*REQUIREMENT*. List every line in the items below that contains the word "carved", copying each such line in full.

*MATERIAL FOR THIS TASK*.

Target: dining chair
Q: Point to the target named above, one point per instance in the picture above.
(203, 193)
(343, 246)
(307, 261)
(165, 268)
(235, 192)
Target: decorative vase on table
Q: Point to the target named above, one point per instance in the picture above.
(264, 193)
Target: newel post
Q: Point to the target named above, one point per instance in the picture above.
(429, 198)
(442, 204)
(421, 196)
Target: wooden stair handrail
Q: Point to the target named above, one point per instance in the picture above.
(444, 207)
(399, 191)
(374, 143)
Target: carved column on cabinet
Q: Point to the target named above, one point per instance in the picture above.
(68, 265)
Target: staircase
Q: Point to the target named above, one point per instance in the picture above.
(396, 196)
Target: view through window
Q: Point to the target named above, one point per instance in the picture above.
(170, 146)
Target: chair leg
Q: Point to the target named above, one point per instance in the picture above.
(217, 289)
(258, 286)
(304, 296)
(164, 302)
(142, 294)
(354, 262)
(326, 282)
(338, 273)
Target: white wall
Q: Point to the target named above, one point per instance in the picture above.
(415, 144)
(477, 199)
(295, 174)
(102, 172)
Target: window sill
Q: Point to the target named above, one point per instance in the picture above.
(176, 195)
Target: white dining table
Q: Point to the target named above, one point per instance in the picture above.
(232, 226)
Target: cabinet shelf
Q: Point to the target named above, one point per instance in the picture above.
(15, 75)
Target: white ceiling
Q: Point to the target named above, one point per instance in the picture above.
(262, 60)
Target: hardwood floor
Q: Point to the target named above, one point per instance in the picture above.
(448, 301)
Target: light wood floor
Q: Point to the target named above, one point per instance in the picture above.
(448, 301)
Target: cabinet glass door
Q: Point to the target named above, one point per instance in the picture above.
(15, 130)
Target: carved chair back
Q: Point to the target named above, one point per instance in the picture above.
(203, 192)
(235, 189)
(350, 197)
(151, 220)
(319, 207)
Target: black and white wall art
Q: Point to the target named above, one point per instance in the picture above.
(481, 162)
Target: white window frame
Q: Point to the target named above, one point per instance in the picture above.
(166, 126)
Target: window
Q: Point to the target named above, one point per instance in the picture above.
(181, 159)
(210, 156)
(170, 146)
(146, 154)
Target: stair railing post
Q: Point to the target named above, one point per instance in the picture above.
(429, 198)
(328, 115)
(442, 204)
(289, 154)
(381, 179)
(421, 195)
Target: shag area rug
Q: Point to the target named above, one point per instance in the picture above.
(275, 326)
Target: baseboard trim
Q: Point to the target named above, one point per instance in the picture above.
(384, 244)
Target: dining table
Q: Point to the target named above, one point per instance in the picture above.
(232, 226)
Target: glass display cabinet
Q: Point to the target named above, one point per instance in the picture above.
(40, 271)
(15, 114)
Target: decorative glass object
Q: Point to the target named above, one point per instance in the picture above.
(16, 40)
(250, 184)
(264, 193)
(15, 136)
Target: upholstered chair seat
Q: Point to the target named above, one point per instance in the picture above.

---

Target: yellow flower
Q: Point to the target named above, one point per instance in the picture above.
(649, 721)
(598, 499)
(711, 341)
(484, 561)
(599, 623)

*PROBLEM SOLUTION*.
Target: carved column on cabinet
Target: carved chair back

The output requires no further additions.